Page:
It can be seen from equations (21) to (23) that all of them can be considered as the sum of four items. The first item reflects the effect of discharge pressure. The second item reflects the effect of inlet pressure. The third item reflects the effect of piston chamber, and the fourth item reflects the effect of silencing groove.

Similarly, expressions of the fluid force and the torques with respect to the discharge silencing groove and the top transitional piston can also be obtained. Then, the overall fluid force and torque exerted on the cylinder block can be calculated by

{\begin{matrix} F_{fz} = - (F_{dis} + F_{sil} + F_{tr}) \\ M_{fx} = M_{dis_X} + M_{sil_X} + M_{tr_X} \\ M_{fy} = M_{dis_Y} + M_{sil_Y} + M_{tr_Y} \end{matrix}

(24)

Other forces/torques imposed on the cylinder block

Besides the fluid forces and the torques between the cylinder block and the valve plate as mentioned in section “Force/torque analysis between cylinder block and valve plate,” there are some other forces and torques imposed on the cylinder block.

The force/torque resulted from piston chamber pressure

The cylinder block is mainly loaded by an oscillating force resulting from the pressure in the piston chambers. This force presses the cylinder block against the valve plate. It should be pointed out that the piston chamber pressure changes with time. Since the leakage between the piston and the cylinder block and the one between the slipper and the piston is of much lower order of value than the piston flow, the instantaneous pressure of the individual piston chamber can be calculated as

p_{i} = {\begin{matrix} p_{d} + \frac{ρ}{2} {[\frac{v_{pi} \cdot A_{z}}{C_{d} \cdot A_{flow i}}]}^{2} Discharge port side \\ p_{s} - \frac{ρ}{2} {[\frac{v_{pi} \cdot A_{z}}{C_{d} \cdot A_{flow i}}]}^{2} Inlet port side \end{matrix}

(25)

Entries supplied:

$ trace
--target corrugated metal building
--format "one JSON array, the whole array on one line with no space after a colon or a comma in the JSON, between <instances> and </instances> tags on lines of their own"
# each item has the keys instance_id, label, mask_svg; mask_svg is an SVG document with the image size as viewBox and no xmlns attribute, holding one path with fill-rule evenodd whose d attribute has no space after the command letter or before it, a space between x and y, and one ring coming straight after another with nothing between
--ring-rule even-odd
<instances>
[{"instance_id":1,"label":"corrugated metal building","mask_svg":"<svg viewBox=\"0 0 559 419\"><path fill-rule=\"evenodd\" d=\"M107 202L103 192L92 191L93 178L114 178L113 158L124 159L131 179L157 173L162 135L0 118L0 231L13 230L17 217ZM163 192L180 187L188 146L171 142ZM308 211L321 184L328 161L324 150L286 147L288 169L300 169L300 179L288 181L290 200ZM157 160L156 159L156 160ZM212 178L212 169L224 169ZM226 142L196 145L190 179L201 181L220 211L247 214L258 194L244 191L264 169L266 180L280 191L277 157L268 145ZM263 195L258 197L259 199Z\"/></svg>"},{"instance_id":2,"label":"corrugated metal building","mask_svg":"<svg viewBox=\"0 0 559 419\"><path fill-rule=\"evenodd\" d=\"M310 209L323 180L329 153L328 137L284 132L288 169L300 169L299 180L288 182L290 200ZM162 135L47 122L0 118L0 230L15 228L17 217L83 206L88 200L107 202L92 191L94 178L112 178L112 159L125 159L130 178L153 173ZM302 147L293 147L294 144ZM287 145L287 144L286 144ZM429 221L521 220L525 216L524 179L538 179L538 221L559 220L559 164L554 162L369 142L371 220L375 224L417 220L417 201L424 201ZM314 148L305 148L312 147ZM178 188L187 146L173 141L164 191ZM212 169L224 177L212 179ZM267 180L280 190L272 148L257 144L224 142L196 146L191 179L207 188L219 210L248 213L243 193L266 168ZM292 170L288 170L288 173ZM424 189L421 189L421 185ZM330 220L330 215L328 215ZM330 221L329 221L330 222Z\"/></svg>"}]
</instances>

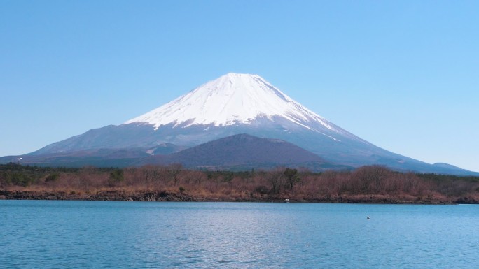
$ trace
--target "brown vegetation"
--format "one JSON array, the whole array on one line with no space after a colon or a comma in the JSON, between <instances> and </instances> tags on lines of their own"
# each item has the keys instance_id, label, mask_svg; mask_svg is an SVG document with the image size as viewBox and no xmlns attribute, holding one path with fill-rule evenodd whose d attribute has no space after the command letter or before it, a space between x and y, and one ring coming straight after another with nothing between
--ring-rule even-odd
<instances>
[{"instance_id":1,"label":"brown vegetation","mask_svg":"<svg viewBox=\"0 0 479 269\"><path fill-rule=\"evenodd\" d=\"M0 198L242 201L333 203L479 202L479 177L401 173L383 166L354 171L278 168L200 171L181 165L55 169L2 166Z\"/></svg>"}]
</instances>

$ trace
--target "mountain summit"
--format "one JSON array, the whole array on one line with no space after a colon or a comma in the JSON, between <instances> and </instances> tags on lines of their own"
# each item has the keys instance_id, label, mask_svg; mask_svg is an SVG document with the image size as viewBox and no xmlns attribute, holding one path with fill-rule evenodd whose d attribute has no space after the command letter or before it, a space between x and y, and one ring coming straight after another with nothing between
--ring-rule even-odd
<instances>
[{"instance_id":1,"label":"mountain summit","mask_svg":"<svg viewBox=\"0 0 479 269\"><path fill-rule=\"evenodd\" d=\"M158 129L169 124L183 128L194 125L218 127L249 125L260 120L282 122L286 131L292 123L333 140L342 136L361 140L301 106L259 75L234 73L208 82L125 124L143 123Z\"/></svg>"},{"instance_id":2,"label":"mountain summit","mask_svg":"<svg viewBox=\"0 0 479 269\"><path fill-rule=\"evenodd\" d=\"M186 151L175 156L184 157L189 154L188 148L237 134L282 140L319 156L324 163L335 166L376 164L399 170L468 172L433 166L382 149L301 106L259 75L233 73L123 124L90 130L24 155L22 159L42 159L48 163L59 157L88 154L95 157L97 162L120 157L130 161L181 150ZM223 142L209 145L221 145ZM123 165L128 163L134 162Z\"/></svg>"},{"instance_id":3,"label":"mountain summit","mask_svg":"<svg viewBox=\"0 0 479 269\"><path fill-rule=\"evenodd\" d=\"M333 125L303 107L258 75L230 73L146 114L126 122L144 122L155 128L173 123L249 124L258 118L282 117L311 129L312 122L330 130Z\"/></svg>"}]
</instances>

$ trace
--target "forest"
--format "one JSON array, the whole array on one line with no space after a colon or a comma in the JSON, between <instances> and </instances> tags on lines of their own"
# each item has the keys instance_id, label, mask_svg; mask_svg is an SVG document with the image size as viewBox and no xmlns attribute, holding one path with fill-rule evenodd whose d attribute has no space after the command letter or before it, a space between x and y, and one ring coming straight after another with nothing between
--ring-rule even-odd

==

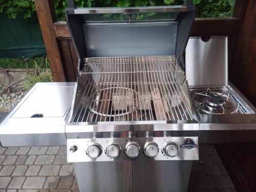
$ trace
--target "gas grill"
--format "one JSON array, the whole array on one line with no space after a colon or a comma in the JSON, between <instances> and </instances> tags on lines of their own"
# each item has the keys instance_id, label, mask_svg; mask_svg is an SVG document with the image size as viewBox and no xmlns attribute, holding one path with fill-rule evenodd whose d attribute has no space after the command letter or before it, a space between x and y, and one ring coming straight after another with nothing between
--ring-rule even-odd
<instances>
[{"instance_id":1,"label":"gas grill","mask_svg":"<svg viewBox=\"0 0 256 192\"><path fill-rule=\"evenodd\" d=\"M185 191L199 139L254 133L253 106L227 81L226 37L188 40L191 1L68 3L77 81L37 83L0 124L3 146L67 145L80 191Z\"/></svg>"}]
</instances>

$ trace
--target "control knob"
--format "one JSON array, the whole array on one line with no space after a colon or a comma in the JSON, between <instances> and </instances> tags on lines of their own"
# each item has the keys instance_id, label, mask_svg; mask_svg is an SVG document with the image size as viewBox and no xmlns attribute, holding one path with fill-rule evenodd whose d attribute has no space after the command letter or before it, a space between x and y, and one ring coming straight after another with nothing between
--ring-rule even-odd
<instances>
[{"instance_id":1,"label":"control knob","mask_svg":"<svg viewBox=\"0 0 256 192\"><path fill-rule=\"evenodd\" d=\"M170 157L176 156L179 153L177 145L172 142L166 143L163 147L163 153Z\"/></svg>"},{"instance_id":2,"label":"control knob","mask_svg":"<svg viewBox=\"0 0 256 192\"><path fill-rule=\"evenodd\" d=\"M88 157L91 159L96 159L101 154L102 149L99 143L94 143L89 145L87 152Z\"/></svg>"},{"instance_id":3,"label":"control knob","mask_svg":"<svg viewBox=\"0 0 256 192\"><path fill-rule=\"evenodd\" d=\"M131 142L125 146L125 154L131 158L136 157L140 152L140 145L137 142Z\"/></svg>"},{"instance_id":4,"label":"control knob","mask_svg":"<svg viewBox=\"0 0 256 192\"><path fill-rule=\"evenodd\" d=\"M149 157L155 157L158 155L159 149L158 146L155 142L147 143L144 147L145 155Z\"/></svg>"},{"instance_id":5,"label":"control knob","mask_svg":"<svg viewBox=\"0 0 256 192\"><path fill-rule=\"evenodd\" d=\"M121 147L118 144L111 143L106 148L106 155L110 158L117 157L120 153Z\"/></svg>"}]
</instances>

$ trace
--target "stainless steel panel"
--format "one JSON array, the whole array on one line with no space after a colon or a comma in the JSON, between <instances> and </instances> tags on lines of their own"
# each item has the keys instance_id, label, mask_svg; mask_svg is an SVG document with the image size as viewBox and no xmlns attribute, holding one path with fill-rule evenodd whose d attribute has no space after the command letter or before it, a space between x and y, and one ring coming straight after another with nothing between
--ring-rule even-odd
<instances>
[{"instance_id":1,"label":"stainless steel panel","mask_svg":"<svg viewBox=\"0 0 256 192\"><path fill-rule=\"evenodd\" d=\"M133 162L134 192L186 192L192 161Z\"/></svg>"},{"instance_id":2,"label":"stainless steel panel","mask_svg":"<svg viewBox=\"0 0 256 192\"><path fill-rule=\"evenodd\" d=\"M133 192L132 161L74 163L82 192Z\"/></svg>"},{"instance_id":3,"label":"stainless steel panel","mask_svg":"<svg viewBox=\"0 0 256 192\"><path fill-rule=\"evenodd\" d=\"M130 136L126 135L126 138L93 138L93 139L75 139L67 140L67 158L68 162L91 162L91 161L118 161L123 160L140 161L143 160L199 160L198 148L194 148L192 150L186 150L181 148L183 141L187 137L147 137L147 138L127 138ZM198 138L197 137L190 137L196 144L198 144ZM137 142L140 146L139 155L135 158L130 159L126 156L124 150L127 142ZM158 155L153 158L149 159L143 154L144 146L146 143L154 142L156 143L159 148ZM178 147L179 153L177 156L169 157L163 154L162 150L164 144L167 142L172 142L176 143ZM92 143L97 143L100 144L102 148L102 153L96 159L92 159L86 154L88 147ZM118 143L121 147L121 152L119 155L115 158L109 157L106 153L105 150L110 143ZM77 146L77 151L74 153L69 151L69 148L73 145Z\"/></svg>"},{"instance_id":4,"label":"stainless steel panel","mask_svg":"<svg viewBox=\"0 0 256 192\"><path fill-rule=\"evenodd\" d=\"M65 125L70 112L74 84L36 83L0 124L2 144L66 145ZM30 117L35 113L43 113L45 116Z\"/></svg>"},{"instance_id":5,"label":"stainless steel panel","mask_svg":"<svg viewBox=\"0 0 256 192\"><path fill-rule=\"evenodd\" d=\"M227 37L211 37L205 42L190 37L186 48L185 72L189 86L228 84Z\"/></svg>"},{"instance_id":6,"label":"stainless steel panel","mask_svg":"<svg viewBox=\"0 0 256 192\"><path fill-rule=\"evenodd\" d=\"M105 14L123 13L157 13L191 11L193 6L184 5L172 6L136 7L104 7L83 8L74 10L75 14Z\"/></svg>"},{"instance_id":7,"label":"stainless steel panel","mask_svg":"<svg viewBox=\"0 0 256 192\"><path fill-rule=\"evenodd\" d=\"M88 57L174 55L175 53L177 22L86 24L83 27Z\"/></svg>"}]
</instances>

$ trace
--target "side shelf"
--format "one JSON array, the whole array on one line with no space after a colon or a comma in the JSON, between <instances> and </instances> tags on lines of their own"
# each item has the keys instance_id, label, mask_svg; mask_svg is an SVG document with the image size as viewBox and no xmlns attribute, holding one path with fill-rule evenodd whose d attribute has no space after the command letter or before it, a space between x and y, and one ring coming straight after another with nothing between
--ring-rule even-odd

Problem to work on:
Transcribe the part of the cylinder block force analysis starting at "Besides the fluid" and ending at "the cylinder block.".

Solution to this task:
Besides the fluid forces and the torques between the cylinder block and the valve plate as mentioned in section “Force/torque analysis between cylinder block and valve plate,” there are some other forces and torques imposed on the cylinder block.